■ **Work instructions**:
Could you repeat the entries below word for word, from their very first line up to and including the line with "Query: man's hair"?

[Entries for labeling bounding boxes]
*-*-*

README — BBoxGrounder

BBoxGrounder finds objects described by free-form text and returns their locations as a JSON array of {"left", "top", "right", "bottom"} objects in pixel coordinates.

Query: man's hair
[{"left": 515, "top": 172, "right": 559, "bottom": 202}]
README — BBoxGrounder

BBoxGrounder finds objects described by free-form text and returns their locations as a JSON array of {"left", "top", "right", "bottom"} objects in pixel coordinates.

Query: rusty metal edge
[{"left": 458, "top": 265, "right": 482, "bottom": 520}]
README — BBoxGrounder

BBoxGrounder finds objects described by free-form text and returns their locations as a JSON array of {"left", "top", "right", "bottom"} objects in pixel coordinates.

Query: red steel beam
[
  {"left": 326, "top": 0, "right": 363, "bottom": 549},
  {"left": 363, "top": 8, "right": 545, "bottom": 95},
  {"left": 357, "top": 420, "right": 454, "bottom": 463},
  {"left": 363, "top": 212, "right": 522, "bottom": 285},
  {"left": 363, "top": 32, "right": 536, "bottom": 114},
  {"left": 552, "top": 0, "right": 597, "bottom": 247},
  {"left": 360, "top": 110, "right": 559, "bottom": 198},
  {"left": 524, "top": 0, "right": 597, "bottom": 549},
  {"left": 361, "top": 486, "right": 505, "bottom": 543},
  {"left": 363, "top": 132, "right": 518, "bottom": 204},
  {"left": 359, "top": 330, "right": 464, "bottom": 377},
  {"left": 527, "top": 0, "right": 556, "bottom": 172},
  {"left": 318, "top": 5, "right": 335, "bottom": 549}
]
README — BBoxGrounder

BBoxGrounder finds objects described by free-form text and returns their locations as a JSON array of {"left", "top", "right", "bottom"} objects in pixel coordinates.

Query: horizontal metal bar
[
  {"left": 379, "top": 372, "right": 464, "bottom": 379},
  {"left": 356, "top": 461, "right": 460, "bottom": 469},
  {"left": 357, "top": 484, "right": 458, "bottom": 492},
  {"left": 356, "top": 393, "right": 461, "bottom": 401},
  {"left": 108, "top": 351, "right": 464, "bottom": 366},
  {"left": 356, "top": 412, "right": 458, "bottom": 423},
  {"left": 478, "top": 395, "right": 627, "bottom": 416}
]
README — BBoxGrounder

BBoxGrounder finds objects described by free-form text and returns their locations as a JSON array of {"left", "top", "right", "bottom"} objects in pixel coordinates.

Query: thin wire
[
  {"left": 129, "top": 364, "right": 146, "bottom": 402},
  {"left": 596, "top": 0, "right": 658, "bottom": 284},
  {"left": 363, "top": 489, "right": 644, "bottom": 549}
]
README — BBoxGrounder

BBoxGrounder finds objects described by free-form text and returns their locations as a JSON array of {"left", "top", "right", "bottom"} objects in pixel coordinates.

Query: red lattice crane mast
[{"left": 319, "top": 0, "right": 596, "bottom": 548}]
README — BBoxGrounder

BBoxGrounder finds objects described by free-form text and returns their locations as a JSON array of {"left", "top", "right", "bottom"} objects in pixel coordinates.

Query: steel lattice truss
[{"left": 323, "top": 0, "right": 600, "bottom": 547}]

*-*-*

■ **Solution to this exercise**:
README — BBoxGrounder

BBoxGrounder finds objects described by free-form text and returns their locations as a JSON array of {"left", "top", "right", "bottom"} objects in pixel coordinates.

Query: man's hair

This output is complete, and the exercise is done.